## [Brief]
Every line of the listing that contains the word "woman" is to be copied out.

## [Task data]
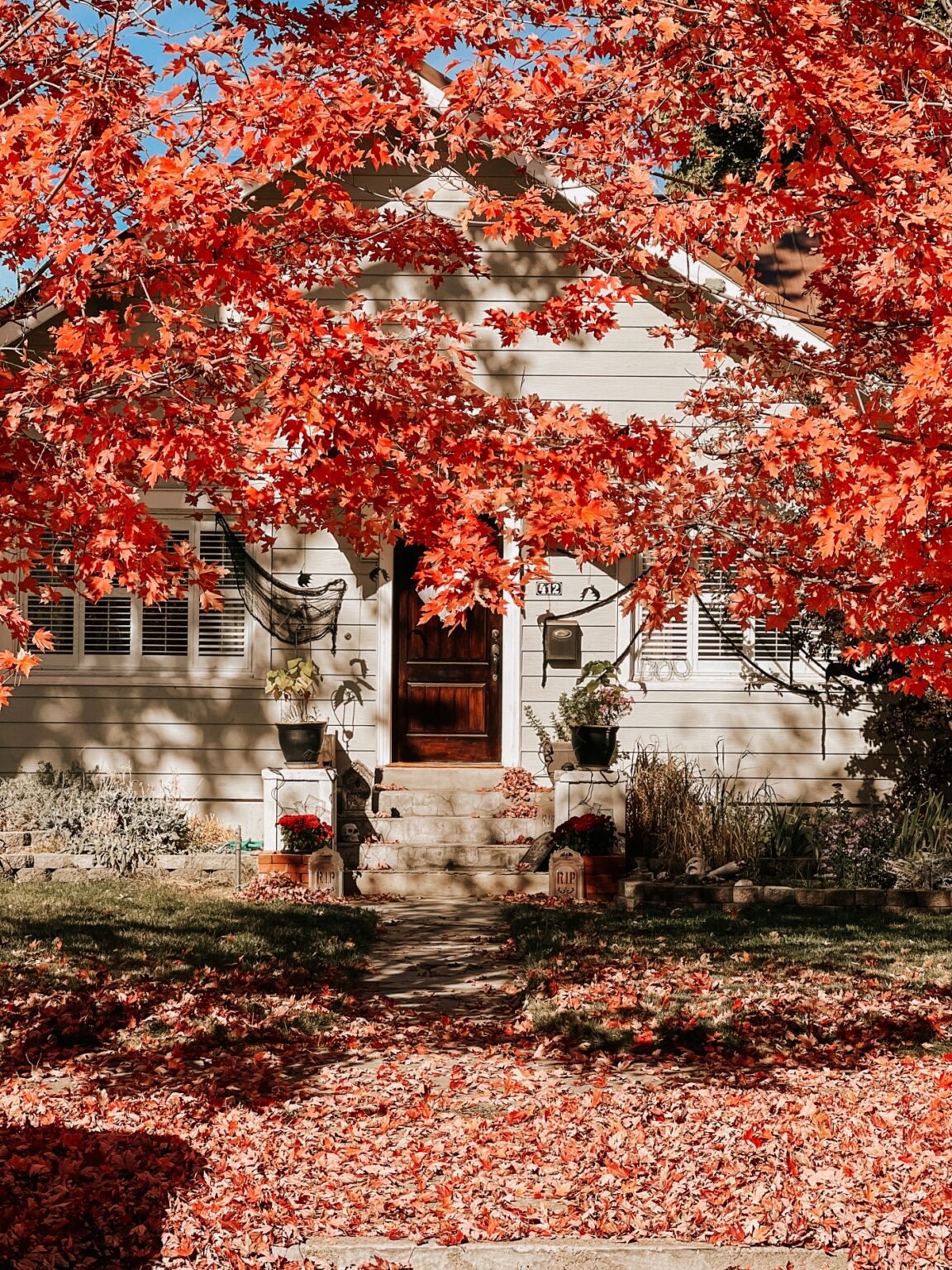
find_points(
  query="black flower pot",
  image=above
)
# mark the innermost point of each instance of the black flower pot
(301, 742)
(594, 746)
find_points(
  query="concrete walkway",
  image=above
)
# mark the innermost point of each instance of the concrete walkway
(445, 957)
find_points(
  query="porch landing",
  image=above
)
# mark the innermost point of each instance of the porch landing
(443, 832)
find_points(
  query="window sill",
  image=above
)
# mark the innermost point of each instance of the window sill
(56, 677)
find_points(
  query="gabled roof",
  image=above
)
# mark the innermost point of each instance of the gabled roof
(782, 270)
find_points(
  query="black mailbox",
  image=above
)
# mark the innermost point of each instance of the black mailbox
(563, 642)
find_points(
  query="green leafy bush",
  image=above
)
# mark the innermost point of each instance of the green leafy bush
(106, 813)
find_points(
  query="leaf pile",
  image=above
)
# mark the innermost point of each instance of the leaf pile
(205, 1123)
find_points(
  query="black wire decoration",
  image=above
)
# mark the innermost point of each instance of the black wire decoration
(293, 615)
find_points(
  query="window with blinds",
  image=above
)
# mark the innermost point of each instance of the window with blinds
(174, 635)
(774, 646)
(165, 628)
(719, 634)
(668, 642)
(221, 633)
(107, 629)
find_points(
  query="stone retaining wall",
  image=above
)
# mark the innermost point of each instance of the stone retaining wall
(632, 893)
(31, 865)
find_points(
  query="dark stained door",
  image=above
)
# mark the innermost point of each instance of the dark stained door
(447, 682)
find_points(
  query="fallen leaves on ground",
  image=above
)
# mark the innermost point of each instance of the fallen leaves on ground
(205, 1124)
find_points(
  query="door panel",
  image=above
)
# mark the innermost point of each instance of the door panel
(447, 682)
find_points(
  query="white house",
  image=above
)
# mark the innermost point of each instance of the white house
(175, 695)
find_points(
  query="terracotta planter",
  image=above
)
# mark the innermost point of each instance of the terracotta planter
(602, 876)
(287, 862)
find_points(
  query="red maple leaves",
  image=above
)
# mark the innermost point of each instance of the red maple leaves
(213, 248)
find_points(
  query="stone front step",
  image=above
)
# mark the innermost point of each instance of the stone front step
(451, 801)
(418, 776)
(456, 828)
(448, 883)
(438, 855)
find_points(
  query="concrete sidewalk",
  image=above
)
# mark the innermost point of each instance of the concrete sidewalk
(443, 955)
(561, 1255)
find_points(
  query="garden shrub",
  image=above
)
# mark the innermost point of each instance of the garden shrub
(106, 813)
(854, 845)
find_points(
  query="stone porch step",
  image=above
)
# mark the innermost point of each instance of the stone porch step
(440, 855)
(447, 883)
(452, 801)
(426, 776)
(456, 828)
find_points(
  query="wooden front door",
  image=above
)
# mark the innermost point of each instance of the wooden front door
(447, 682)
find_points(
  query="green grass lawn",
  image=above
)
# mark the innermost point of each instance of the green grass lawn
(166, 933)
(762, 986)
(160, 986)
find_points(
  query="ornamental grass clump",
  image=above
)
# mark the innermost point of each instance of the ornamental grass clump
(302, 834)
(108, 814)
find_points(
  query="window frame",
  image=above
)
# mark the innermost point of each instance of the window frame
(159, 667)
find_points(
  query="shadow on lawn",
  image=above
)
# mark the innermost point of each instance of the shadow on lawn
(738, 990)
(88, 1201)
(144, 988)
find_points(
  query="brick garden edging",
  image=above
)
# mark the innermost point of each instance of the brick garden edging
(632, 893)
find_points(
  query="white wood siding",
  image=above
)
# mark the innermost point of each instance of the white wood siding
(215, 737)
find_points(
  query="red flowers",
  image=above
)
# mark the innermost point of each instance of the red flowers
(305, 833)
(591, 834)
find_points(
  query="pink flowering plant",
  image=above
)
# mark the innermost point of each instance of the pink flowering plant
(854, 845)
(589, 834)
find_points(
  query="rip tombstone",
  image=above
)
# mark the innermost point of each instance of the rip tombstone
(566, 876)
(325, 871)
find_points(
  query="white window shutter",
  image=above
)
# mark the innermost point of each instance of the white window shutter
(60, 620)
(108, 627)
(774, 646)
(668, 642)
(165, 627)
(221, 633)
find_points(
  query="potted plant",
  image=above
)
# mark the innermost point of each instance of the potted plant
(589, 714)
(596, 838)
(300, 734)
(300, 836)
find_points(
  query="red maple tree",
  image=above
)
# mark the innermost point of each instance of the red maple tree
(197, 239)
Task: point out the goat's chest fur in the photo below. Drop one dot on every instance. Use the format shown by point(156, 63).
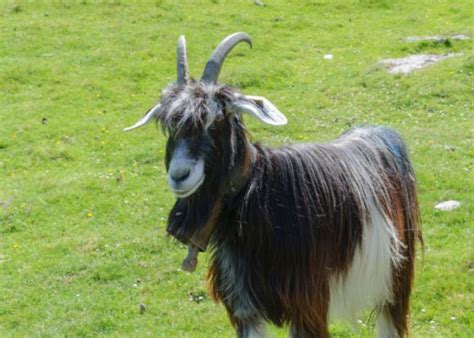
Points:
point(311, 231)
point(255, 286)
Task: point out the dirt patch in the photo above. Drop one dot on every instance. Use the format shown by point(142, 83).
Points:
point(410, 63)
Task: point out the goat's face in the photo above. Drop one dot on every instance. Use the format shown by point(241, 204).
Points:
point(200, 119)
point(193, 116)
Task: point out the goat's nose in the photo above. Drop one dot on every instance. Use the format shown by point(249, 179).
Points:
point(180, 174)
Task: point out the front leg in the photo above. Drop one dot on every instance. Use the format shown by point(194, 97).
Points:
point(245, 330)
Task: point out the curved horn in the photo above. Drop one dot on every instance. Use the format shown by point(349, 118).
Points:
point(214, 65)
point(149, 116)
point(182, 61)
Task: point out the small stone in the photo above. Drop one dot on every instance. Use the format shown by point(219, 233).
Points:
point(410, 63)
point(448, 205)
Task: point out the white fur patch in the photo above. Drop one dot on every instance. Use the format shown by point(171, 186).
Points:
point(368, 282)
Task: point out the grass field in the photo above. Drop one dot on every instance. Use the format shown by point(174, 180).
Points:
point(83, 205)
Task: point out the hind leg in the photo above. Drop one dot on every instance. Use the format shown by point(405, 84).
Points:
point(392, 320)
point(385, 325)
point(254, 330)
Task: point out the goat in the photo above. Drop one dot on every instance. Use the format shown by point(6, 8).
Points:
point(301, 234)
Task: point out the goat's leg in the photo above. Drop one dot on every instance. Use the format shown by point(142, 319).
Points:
point(385, 325)
point(254, 330)
point(309, 331)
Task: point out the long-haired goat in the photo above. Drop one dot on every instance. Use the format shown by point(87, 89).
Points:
point(299, 234)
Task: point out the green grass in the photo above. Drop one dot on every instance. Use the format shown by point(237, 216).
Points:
point(83, 205)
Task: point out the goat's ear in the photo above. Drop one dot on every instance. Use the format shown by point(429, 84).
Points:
point(151, 115)
point(259, 107)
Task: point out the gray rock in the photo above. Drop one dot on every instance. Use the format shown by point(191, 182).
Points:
point(410, 63)
point(448, 205)
point(436, 38)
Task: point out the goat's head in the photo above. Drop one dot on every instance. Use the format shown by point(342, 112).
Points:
point(204, 124)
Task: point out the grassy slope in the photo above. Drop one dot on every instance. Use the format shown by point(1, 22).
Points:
point(83, 205)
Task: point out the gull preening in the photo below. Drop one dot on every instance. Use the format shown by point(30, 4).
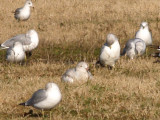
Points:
point(110, 51)
point(29, 41)
point(144, 34)
point(80, 72)
point(23, 13)
point(134, 47)
point(15, 53)
point(45, 99)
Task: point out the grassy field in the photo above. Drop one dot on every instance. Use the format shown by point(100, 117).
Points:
point(71, 31)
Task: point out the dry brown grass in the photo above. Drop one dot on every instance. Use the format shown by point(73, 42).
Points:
point(72, 31)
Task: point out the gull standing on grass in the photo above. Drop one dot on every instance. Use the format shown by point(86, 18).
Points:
point(15, 53)
point(134, 47)
point(45, 99)
point(144, 34)
point(23, 13)
point(110, 51)
point(29, 41)
point(80, 72)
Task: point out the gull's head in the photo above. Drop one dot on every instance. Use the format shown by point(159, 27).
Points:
point(29, 3)
point(31, 33)
point(82, 65)
point(51, 86)
point(111, 38)
point(144, 25)
point(17, 44)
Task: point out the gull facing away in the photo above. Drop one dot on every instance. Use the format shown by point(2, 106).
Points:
point(23, 13)
point(134, 47)
point(144, 34)
point(45, 99)
point(110, 51)
point(80, 72)
point(29, 41)
point(15, 53)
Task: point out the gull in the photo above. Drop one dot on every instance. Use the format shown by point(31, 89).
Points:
point(80, 72)
point(29, 41)
point(45, 99)
point(23, 13)
point(134, 47)
point(15, 53)
point(110, 51)
point(144, 34)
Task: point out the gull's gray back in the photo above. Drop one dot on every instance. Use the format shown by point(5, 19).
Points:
point(22, 38)
point(140, 46)
point(37, 97)
point(128, 46)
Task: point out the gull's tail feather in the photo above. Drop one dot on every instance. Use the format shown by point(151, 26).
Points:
point(154, 46)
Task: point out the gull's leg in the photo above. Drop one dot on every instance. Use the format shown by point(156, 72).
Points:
point(25, 59)
point(50, 114)
point(43, 113)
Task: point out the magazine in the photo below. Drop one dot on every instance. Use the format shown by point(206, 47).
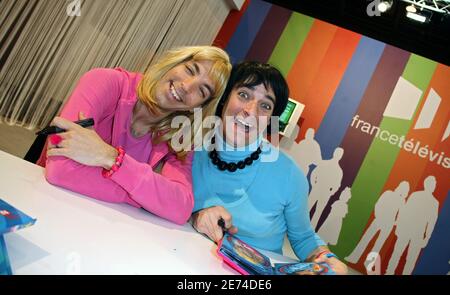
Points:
point(11, 219)
point(249, 261)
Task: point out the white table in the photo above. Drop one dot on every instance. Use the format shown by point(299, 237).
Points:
point(75, 234)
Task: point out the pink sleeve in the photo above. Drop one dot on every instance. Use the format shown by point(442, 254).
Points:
point(168, 195)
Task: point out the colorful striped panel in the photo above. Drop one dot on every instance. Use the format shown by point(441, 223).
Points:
point(348, 95)
point(309, 59)
point(229, 26)
point(267, 37)
point(377, 164)
point(246, 32)
point(332, 69)
point(356, 143)
point(290, 42)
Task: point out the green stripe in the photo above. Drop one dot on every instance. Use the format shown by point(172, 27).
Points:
point(378, 163)
point(290, 42)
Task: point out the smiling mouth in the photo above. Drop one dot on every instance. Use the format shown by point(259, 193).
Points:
point(174, 93)
point(244, 124)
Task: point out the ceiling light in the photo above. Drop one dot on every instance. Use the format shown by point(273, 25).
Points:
point(417, 17)
point(384, 6)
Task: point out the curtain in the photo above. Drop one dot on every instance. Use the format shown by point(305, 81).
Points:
point(46, 45)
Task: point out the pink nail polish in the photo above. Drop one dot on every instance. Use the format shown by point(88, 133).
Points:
point(55, 139)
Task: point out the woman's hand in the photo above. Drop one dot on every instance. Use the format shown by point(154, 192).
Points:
point(336, 265)
point(206, 221)
point(80, 144)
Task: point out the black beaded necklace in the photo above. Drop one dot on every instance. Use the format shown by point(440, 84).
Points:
point(232, 167)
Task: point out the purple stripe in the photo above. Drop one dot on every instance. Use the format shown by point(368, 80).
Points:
point(356, 143)
point(268, 35)
point(247, 29)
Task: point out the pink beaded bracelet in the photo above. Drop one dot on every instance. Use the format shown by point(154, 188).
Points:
point(117, 163)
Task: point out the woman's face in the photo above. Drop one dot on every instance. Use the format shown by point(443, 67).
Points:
point(247, 114)
point(185, 86)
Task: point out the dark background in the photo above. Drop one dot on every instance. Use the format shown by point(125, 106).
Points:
point(431, 40)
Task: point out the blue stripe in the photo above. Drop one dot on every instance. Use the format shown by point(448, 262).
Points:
point(435, 258)
point(348, 95)
point(247, 29)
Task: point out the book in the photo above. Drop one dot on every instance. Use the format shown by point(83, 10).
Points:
point(11, 219)
point(248, 261)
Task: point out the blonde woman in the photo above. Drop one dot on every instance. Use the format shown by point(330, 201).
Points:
point(116, 161)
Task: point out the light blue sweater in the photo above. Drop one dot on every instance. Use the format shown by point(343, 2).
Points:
point(266, 200)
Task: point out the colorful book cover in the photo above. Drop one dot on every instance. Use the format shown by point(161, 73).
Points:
point(249, 261)
point(12, 219)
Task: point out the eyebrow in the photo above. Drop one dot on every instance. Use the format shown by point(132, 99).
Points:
point(197, 71)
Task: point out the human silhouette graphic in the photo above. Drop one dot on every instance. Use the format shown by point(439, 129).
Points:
point(306, 152)
point(386, 211)
point(330, 229)
point(415, 224)
point(325, 181)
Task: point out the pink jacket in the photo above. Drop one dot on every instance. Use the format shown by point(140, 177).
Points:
point(109, 95)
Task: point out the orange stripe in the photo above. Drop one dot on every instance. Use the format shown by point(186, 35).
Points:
point(309, 59)
point(229, 26)
point(409, 166)
point(412, 168)
point(321, 91)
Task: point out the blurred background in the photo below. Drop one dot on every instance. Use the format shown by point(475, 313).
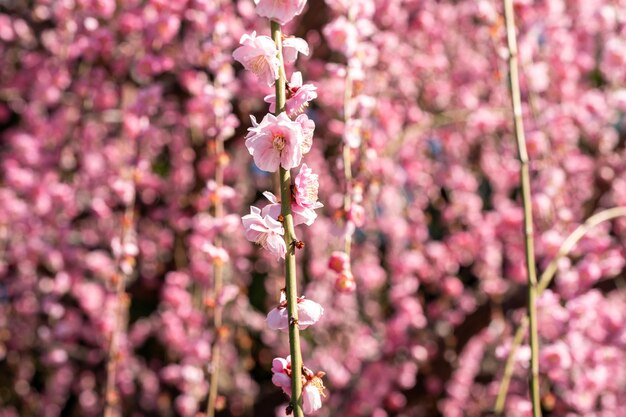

## [Solution for this exercise]
Task: point out the woman's hand in the photo above. Drop one dot on every instance. Use the format shown by point(154, 192).
Task: point out the woman's face in the photo above. Drop one dot on every instance. Use the format shown by point(443, 67).
Task: point out the blonde woman in the photo above. Drop one dot on every instance. Use the format shown by point(330, 201).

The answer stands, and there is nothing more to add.